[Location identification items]
## Start
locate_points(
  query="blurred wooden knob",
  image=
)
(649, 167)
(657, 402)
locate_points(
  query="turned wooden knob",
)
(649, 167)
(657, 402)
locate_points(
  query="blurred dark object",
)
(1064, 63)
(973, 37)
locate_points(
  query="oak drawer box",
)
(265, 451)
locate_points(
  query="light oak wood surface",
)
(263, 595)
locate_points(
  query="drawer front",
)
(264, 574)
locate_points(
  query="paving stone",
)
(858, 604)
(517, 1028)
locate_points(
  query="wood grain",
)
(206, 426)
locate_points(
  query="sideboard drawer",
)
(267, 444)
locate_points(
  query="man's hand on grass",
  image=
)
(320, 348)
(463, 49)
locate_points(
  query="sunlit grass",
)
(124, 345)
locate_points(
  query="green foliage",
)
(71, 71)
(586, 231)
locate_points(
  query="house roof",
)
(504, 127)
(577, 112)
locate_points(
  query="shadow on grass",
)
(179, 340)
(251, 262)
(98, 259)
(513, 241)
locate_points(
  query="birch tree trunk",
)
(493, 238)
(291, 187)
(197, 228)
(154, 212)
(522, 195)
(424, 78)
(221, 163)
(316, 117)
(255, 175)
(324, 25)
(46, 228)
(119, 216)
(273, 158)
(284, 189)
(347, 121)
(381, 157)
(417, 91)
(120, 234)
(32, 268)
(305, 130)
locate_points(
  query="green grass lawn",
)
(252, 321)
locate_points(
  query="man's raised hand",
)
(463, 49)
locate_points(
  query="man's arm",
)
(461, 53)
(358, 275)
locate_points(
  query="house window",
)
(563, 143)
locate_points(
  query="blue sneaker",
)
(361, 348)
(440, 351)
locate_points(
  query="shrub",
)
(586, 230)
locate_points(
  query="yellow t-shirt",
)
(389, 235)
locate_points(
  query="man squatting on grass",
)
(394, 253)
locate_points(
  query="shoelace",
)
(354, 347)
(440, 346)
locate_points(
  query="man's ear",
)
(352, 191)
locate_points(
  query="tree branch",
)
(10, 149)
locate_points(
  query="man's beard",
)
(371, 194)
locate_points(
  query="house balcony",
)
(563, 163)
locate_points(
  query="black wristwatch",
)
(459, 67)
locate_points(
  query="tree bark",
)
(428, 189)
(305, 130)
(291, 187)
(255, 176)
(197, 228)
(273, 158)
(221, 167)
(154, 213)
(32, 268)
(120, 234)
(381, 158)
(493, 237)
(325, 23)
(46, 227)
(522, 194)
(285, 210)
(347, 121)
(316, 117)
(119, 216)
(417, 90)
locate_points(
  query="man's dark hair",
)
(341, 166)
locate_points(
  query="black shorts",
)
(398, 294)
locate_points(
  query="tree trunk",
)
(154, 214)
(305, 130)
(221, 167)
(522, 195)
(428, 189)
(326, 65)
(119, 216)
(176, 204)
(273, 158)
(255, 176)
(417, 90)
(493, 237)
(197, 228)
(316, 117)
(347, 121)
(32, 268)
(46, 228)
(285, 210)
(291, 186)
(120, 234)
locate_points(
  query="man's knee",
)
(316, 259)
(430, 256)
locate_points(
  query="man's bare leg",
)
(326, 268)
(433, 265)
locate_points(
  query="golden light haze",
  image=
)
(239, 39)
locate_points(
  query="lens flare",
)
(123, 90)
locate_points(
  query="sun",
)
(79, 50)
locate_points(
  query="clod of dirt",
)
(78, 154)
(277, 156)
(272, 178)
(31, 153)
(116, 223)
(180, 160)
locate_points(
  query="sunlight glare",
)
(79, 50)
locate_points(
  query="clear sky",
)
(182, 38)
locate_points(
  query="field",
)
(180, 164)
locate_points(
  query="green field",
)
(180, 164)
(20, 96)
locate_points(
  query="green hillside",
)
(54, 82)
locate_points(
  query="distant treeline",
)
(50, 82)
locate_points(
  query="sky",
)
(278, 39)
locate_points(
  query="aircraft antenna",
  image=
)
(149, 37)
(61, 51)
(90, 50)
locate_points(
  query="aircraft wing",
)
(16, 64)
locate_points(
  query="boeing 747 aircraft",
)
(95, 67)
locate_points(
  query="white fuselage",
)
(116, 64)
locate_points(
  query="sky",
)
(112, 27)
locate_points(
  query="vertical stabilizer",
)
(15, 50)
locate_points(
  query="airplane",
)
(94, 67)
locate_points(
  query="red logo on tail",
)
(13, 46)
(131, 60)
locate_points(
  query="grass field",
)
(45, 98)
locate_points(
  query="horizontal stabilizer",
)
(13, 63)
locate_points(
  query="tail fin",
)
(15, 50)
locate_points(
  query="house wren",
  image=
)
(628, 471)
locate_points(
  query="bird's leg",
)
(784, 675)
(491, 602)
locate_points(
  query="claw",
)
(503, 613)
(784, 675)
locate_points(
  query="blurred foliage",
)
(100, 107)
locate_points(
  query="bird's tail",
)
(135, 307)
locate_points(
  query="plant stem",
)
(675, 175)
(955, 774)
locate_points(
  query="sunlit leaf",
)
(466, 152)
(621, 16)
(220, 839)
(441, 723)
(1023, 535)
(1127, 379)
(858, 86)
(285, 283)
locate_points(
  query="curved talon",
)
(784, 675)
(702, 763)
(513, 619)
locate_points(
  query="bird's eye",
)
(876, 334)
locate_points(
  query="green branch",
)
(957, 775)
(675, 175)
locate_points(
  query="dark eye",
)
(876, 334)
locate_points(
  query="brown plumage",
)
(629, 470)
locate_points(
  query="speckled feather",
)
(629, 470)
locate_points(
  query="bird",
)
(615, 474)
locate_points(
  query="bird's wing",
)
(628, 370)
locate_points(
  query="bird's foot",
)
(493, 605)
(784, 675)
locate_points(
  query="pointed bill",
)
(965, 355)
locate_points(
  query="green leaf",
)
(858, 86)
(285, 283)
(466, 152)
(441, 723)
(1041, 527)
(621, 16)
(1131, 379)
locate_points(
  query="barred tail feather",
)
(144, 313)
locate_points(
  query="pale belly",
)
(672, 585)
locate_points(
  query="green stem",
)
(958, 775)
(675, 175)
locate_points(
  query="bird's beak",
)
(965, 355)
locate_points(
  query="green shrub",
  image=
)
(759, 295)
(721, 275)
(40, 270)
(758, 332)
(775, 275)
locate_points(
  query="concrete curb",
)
## End
**Written instruction**
Reproduce the data in its entirety, matching each character.

**The response**
locate_points(
  query="blurred wooden knob",
  image=
)
(649, 167)
(657, 402)
locate_points(
  query="turned wooden knob",
)
(649, 167)
(657, 402)
locate_points(
  query="blurred dark object",
)
(1064, 63)
(973, 37)
locate_points(
  query="oak drawer box",
)
(265, 451)
locate_points(
  query="light oak wood surface",
)
(263, 595)
locate_points(
  query="drawer front",
)
(264, 574)
locate_points(
  query="paving stone",
)
(858, 604)
(517, 1028)
locate_points(
  query="wood grain",
)
(206, 426)
locate_points(
  query="sideboard drawer",
)
(267, 444)
locate_points(
  query="man's hand on grass",
  image=
)
(320, 348)
(463, 49)
locate_points(
  query="sunlit grass",
)
(124, 345)
locate_points(
  query="green foliage",
)
(71, 71)
(586, 231)
locate_points(
  query="house roof",
)
(504, 127)
(577, 112)
locate_points(
  query="shadow on grass",
)
(179, 340)
(251, 262)
(98, 259)
(513, 241)
locate_points(
  query="birch tree trunk",
)
(493, 238)
(291, 187)
(197, 228)
(154, 212)
(522, 195)
(424, 78)
(221, 163)
(316, 117)
(255, 175)
(324, 25)
(46, 228)
(119, 216)
(273, 158)
(284, 189)
(347, 121)
(381, 157)
(417, 91)
(120, 234)
(32, 268)
(305, 130)
locate_points(
  query="green grass lawn",
)
(252, 321)
locate_points(
  query="man's raised hand",
)
(463, 49)
locate_points(
  query="man's arm",
)
(461, 53)
(358, 275)
locate_points(
  query="house window",
)
(563, 143)
locate_points(
  query="blue sneaker",
)
(361, 348)
(440, 351)
locate_points(
  query="shrub",
)
(586, 230)
locate_points(
  query="yellow t-shirt",
)
(389, 235)
locate_points(
  query="man squatting on grass",
)
(394, 253)
locate_points(
  query="shoelace",
)
(354, 347)
(440, 346)
locate_points(
  query="man's ear",
)
(352, 191)
locate_points(
  query="tree branch",
)
(10, 149)
locate_points(
  query="man's beard",
)
(371, 194)
locate_points(
  query="house balcony",
)
(563, 163)
locate_points(
  query="black wristwatch",
)
(459, 67)
locate_points(
  query="tree bark",
)
(428, 189)
(305, 130)
(291, 187)
(255, 176)
(197, 228)
(273, 158)
(221, 167)
(154, 213)
(32, 268)
(120, 234)
(381, 158)
(493, 237)
(325, 23)
(46, 227)
(522, 194)
(285, 210)
(347, 121)
(316, 117)
(119, 216)
(417, 90)
locate_points(
  query="man's dark hair",
)
(341, 166)
locate_points(
  query="black shorts",
)
(398, 294)
locate_points(
  query="tree trunk",
)
(154, 214)
(305, 130)
(221, 167)
(522, 195)
(428, 189)
(326, 65)
(119, 216)
(176, 204)
(273, 158)
(255, 176)
(417, 90)
(493, 237)
(197, 228)
(316, 117)
(347, 121)
(32, 268)
(46, 228)
(285, 210)
(291, 186)
(120, 234)
locate_points(
  query="man's knee",
)
(316, 259)
(430, 256)
locate_points(
  query="man's bare leg",
)
(326, 268)
(433, 265)
locate_points(
  query="golden light haze",
  image=
)
(239, 39)
locate_points(
  query="lens flare",
)
(123, 90)
locate_points(
  query="sun",
)
(79, 50)
locate_points(
  query="clod of dirt",
)
(78, 154)
(277, 156)
(272, 178)
(31, 153)
(116, 223)
(180, 160)
locate_points(
  query="sunlight glare",
)
(79, 50)
locate_points(
  query="clear sky",
)
(182, 38)
locate_points(
  query="field",
)
(180, 164)
locate_points(
  query="green field",
)
(180, 164)
(20, 96)
locate_points(
  query="green hillside",
)
(54, 82)
locate_points(
  query="distant treeline",
)
(50, 82)
locate_points(
  query="sky",
)
(278, 39)
locate_points(
  query="aircraft antenna",
  image=
)
(149, 37)
(61, 51)
(90, 50)
locate_points(
  query="aircraft wing",
)
(16, 64)
locate_points(
  query="boeing 747 aircraft",
)
(95, 67)
locate_points(
  query="white fuselage",
)
(116, 64)
locate_points(
  query="sky",
)
(112, 27)
locate_points(
  query="vertical stabilizer",
)
(15, 50)
locate_points(
  query="airplane",
)
(94, 67)
locate_points(
  query="red logo on tail",
)
(13, 46)
(131, 60)
locate_points(
  query="grass field",
)
(45, 98)
locate_points(
  query="horizontal stabilizer",
)
(13, 63)
locate_points(
  query="tail fin",
)
(15, 50)
locate_points(
  query="house wren",
  image=
)
(628, 471)
locate_points(
  query="bird's leg",
)
(784, 675)
(491, 602)
locate_points(
  query="claw",
)
(503, 613)
(784, 675)
locate_points(
  query="blurred foliage",
)
(100, 107)
locate_points(
  query="bird's tail",
)
(135, 307)
locate_points(
  query="plant stem",
)
(675, 175)
(955, 774)
locate_points(
  query="sunlit leaf",
)
(466, 152)
(621, 16)
(220, 839)
(441, 723)
(1023, 535)
(1127, 379)
(858, 86)
(285, 283)
locate_points(
  query="curved talon",
)
(784, 675)
(702, 763)
(513, 619)
locate_points(
  query="bird's eye",
)
(876, 334)
locate_points(
  query="green branch",
)
(957, 775)
(675, 175)
locate_points(
  query="dark eye",
)
(876, 334)
locate_points(
  query="brown plumage",
)
(629, 470)
locate_points(
  query="speckled feather",
)
(629, 470)
locate_points(
  query="bird",
)
(615, 474)
locate_points(
  query="bird's wing",
)
(628, 370)
locate_points(
  query="bird's foot",
)
(493, 605)
(784, 675)
locate_points(
  query="pointed bill",
)
(965, 355)
locate_points(
  query="green leaf",
)
(858, 86)
(285, 283)
(466, 152)
(441, 723)
(1041, 527)
(621, 16)
(1131, 379)
locate_points(
  query="barred tail feather",
)
(144, 313)
locate_points(
  query="pale belly",
)
(672, 585)
locate_points(
  query="green stem",
)
(958, 775)
(675, 175)
locate_points(
  query="bird's beak",
)
(965, 355)
locate_points(
  query="green shrub",
  image=
)
(759, 295)
(721, 275)
(40, 270)
(758, 332)
(775, 275)
locate_points(
  query="concrete curb",
)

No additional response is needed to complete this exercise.